··· GIVEN RECORDS
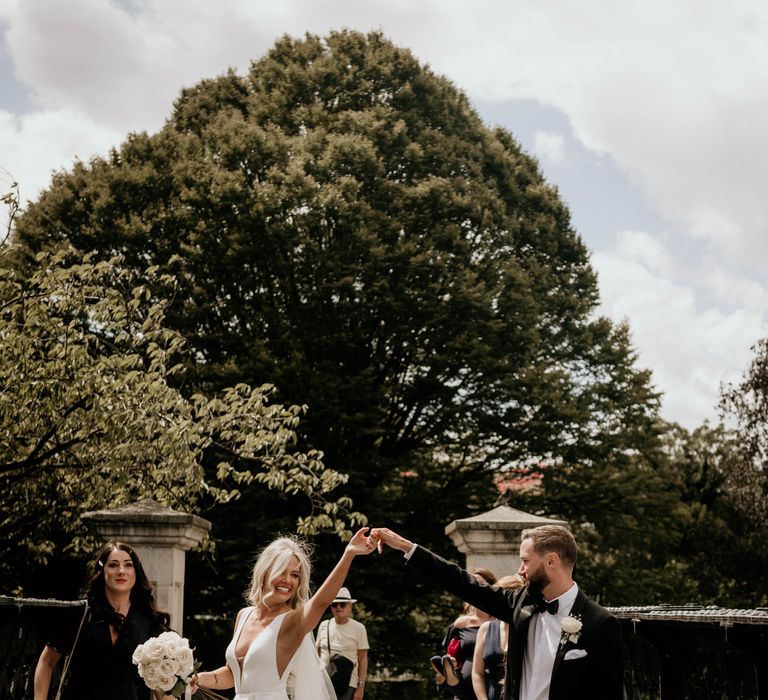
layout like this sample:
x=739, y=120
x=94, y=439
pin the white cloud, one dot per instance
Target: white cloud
x=549, y=147
x=35, y=145
x=691, y=349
······
## EXERCISE DIRECTIONS
Convert every line of the entries above into a JSON list of strings, one string per line. Skip blank lines and leave the pictures out.

## WRITTEN SOLUTION
[
  "layout like this sample:",
  "x=739, y=120",
  "x=94, y=439",
  "pin the white cloud, one dot per instance",
  "Target: white cloud",
  "x=549, y=147",
  "x=35, y=145",
  "x=691, y=349"
]